**WHAT THE EXERCISE ASKS**: Gather every line in the records below that contains the string "blue" and reproduce each such line verbatim.

**DATA**:
══════════

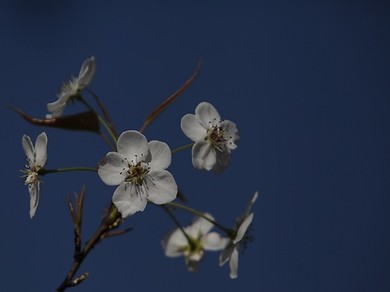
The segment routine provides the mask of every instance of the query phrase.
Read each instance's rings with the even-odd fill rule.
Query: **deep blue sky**
[[[48,175],[30,220],[23,134],[47,132],[49,168],[93,166],[108,148],[92,134],[33,127],[5,107],[43,117],[94,55],[91,88],[121,131],[138,129],[202,58],[199,78],[146,136],[183,145],[181,116],[213,103],[240,129],[230,168],[196,171],[183,152],[170,170],[194,207],[227,226],[255,190],[261,196],[237,280],[216,253],[196,274],[165,258],[160,239],[174,225],[149,205],[127,220],[133,232],[92,252],[80,270],[90,278],[74,291],[389,291],[385,2],[1,1],[0,290],[53,291],[72,259],[66,194],[87,185],[90,235],[114,191],[91,173]]]

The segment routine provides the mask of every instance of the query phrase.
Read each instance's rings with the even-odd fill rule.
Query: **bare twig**
[[[192,76],[182,85],[179,89],[177,89],[174,93],[172,93],[166,100],[164,100],[157,108],[155,108],[149,116],[145,119],[144,124],[142,128],[140,129],[140,132],[144,132],[146,127],[149,126],[149,124],[170,104],[172,103],[180,94],[182,94],[190,85],[191,83],[198,77],[200,73],[200,69],[202,68],[202,62],[199,60],[195,72],[192,74]]]

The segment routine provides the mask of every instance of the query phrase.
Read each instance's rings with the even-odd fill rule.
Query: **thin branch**
[[[202,61],[199,60],[195,72],[192,74],[192,76],[182,85],[178,90],[176,90],[174,93],[172,93],[166,100],[164,100],[157,108],[155,108],[149,116],[145,119],[144,124],[142,128],[140,129],[140,132],[144,132],[146,127],[149,126],[149,124],[170,104],[172,103],[180,94],[182,94],[190,85],[191,83],[198,77],[200,73],[200,69],[202,68]]]

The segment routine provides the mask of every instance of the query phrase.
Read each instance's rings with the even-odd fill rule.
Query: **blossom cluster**
[[[57,100],[47,104],[49,113],[40,121],[40,125],[74,130],[76,124],[77,130],[89,130],[90,124],[96,122],[108,133],[106,140],[111,140],[111,144],[108,144],[112,149],[97,162],[96,167],[46,169],[48,143],[46,133],[43,132],[37,137],[35,145],[29,136],[23,135],[22,145],[27,157],[27,165],[22,172],[30,194],[30,217],[33,218],[36,214],[42,176],[62,171],[95,171],[106,185],[115,186],[112,194],[112,204],[115,207],[107,215],[107,218],[114,217],[114,219],[110,219],[105,232],[122,224],[123,219],[144,211],[147,203],[159,205],[166,209],[177,225],[177,228],[162,240],[162,247],[167,257],[183,256],[188,270],[196,271],[205,251],[221,251],[219,264],[222,266],[229,262],[230,277],[236,278],[239,250],[246,246],[243,243],[250,239],[248,233],[253,220],[251,208],[258,193],[254,193],[247,210],[236,220],[233,228],[224,227],[210,213],[197,211],[175,202],[180,192],[174,176],[168,170],[175,150],[171,150],[166,142],[148,141],[142,130],[129,129],[118,135],[100,99],[89,89],[95,71],[96,59],[94,57],[86,59],[78,76],[64,82]],[[85,90],[97,98],[103,117],[97,111],[91,110],[92,107],[83,96]],[[88,115],[86,113],[64,115],[66,107],[71,102],[81,102],[86,105]],[[159,109],[166,104],[163,103]],[[23,117],[26,118],[25,114]],[[31,123],[36,123],[36,120]],[[85,121],[88,126],[83,124]],[[100,131],[99,127],[97,128]],[[191,147],[194,168],[221,173],[229,166],[232,150],[237,148],[239,131],[234,122],[223,120],[211,103],[205,101],[199,103],[194,114],[187,113],[182,117],[180,127],[192,143],[179,148],[178,151]],[[79,217],[75,216],[73,206],[69,204],[73,219],[77,223],[81,211],[77,215]],[[81,208],[82,204],[79,206],[80,210]],[[183,227],[178,222],[174,215],[174,210],[177,208],[196,215],[191,225]],[[219,229],[220,232],[213,231],[214,228]],[[63,285],[67,287],[68,284]]]

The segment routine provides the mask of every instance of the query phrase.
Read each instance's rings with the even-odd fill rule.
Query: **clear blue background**
[[[133,232],[90,254],[74,291],[389,291],[389,12],[368,0],[1,1],[0,291],[53,291],[72,260],[66,195],[87,185],[86,239],[114,191],[92,173],[48,175],[30,220],[23,134],[47,132],[49,168],[94,166],[108,148],[6,108],[44,117],[91,55],[91,88],[121,131],[139,129],[202,58],[199,78],[146,136],[186,144],[181,116],[213,103],[240,129],[230,168],[196,171],[187,151],[171,172],[192,206],[227,226],[261,195],[237,280],[217,253],[197,273],[166,258],[160,240],[174,225],[149,205],[126,220]]]

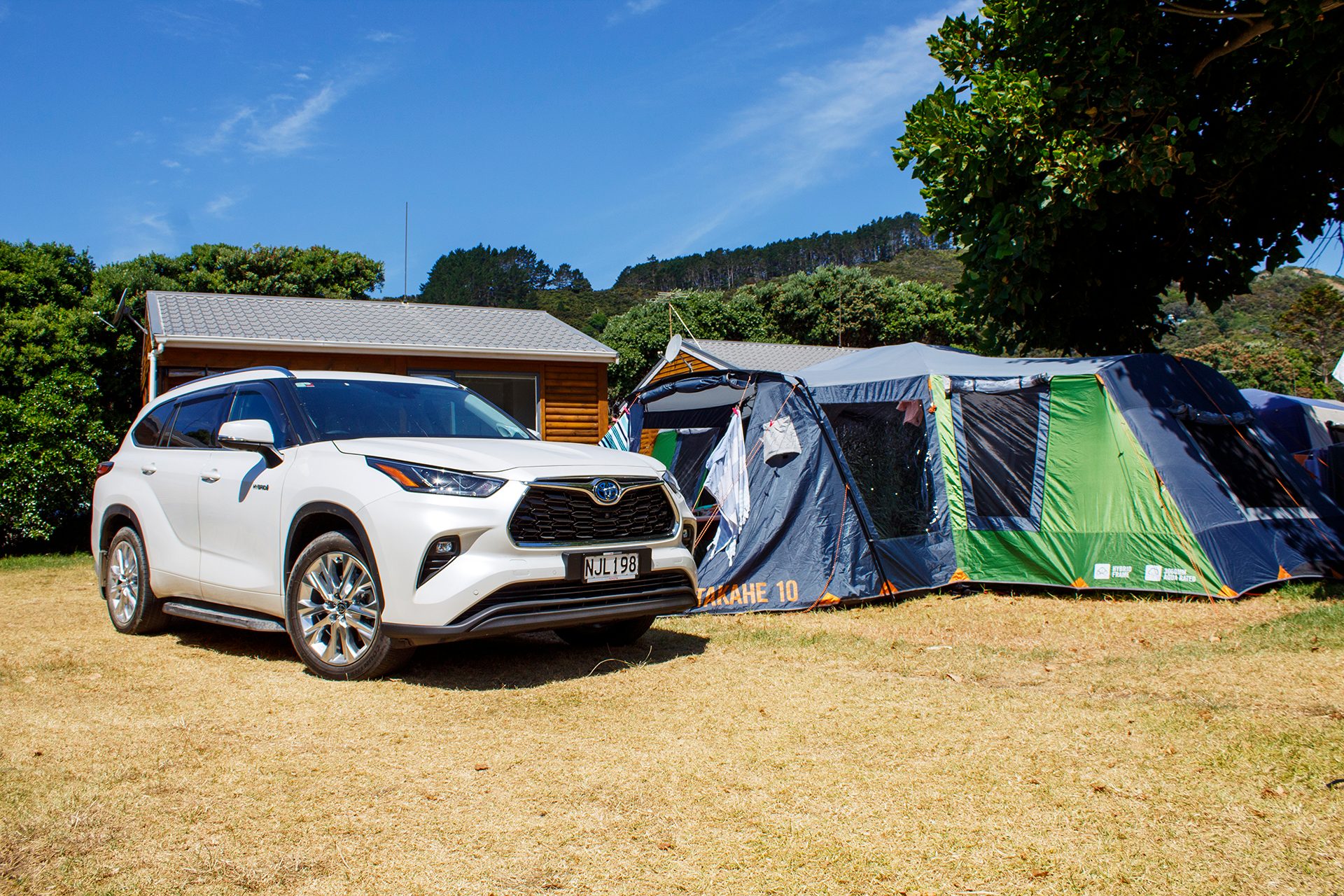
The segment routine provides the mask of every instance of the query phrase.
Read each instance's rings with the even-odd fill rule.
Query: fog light
[[[456,535],[445,535],[441,539],[434,539],[430,543],[429,549],[425,551],[425,562],[421,563],[421,574],[419,579],[415,582],[415,587],[418,588],[433,579],[439,570],[456,560],[457,555],[461,552],[462,543]]]

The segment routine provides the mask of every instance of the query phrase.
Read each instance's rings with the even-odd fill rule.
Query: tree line
[[[828,265],[874,265],[911,249],[946,247],[949,243],[921,230],[918,215],[907,212],[896,218],[878,218],[839,234],[827,231],[759,247],[714,249],[663,261],[649,257],[646,262],[622,270],[613,289],[734,289],[751,281],[810,273]]]

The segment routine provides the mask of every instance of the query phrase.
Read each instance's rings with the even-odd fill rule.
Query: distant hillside
[[[823,265],[890,262],[913,249],[946,249],[919,230],[919,216],[879,218],[839,234],[812,234],[766,246],[714,249],[695,255],[649,261],[626,267],[612,289],[665,292],[673,289],[734,289],[753,281],[812,273]],[[958,273],[960,275],[960,273]]]

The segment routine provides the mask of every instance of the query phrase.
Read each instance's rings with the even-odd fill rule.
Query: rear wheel
[[[594,622],[573,629],[556,629],[558,634],[567,643],[575,647],[601,647],[610,645],[620,647],[634,643],[649,630],[657,617],[637,617],[634,619],[621,619],[620,622]]]
[[[102,566],[102,591],[108,598],[108,617],[124,634],[163,631],[168,617],[149,590],[149,560],[145,543],[129,525],[117,531],[108,545]]]
[[[376,678],[415,652],[383,634],[378,578],[344,532],[328,532],[304,548],[286,598],[289,639],[304,665],[323,678]]]

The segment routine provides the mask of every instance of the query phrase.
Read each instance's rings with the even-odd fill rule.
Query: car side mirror
[[[235,451],[257,451],[266,466],[280,466],[285,459],[276,450],[276,433],[266,420],[228,420],[219,426],[219,443]]]

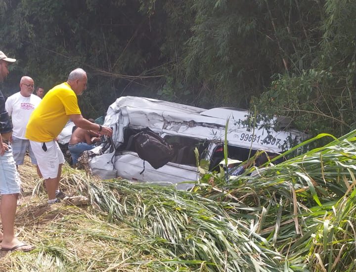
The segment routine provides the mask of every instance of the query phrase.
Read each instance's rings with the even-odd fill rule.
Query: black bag
[[[174,150],[164,139],[150,130],[145,130],[134,136],[136,152],[141,159],[148,162],[157,169],[170,161]]]

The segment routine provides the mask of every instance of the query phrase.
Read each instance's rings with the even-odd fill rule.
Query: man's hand
[[[102,127],[101,130],[99,132],[101,135],[106,135],[109,137],[112,136],[112,130],[108,127]]]
[[[8,145],[2,141],[0,141],[0,156],[2,156],[5,151],[8,150]]]

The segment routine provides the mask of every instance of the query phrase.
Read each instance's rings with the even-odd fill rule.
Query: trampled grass
[[[16,225],[36,249],[2,254],[0,271],[353,271],[356,136],[189,192],[66,167],[83,207],[47,205],[27,164]]]

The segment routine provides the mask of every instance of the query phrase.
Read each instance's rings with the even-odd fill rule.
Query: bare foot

══════════

**FULL SOLUTION**:
Query: **deep blue sky**
Query: **clear blue background**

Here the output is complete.